Instructions for the task
From the passage on handling bank leads below, reproduce word for word the stretch that begins at "To circumvent this" and stops after "variables and clusters.".

To circumvent this obstacle and still generate value, banks can obtain clients’ consent to data transmission. Alternatively, banks can duplicate pricing engines in the IT infrastructure to prevent data sharing. They can also use anonymized data and proxy variables and clusters.
Build a seamless omnichannel journey. The longer it takes to process a lead, the less successful it is likely to be. (See Exhibit 2.) This is especially true for leads linked to customer events, such as getting married or having a child. If the bank relationship manager (RM) is not able to respond to a lead while it is still warm, there needs to be a call center, home-banking webpage, mobile, or another channel that the bank can steer the lead to. That way, the bank can guarantee a seamless omnichannel journey and avoid losing a sales opportunity. If the bank manages the lead 48 hours after receiving it instead of two weeks later, it can prevent the conversion rate from dropping significantly.
Ensure proper operationalization of leads in bank channels. Bank customers are increasingly doing their banking outside of physical branches—more than 60% of customers reported that they had not visited a bank branch during the last 12 months, according to a 2022 Rebex survey. Therefore, banks need to ensure they can collect and send leads from all possible online channels as well. They also need to leverage transactional data to extract more of those leads through understanding the customer’s life cycle. At the same time, banks need to use digital advisory tools to increase customers’ risk awareness and generate new sources of leads. It’s critical, therefore, for banks to structure the sales conversion funnel, ensure real-time visibility and accountability at each step, and monitor the performance of salespeople along the way.

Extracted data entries
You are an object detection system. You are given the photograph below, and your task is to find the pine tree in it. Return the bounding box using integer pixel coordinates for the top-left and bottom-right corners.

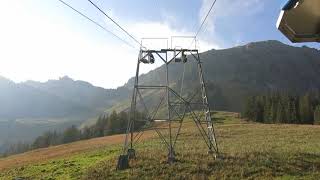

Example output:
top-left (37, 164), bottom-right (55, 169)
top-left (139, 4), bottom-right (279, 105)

top-left (299, 94), bottom-right (313, 124)
top-left (313, 105), bottom-right (320, 125)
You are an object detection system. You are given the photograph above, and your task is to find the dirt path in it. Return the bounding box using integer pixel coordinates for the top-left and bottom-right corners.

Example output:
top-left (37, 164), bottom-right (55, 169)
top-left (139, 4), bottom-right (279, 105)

top-left (0, 131), bottom-right (155, 171)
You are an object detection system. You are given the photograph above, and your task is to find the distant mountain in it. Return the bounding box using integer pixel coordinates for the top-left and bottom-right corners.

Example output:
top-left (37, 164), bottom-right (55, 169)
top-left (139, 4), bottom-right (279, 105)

top-left (114, 40), bottom-right (320, 111)
top-left (0, 41), bottom-right (320, 147)
top-left (23, 76), bottom-right (128, 111)
top-left (0, 77), bottom-right (129, 145)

Answer space
To circumvent this obstacle and still generate value, banks can obtain clients’ consent to data transmission. Alternatively, banks can duplicate pricing engines in the IT infrastructure to prevent data sharing. They can also use anonymized data and proxy variables and clusters.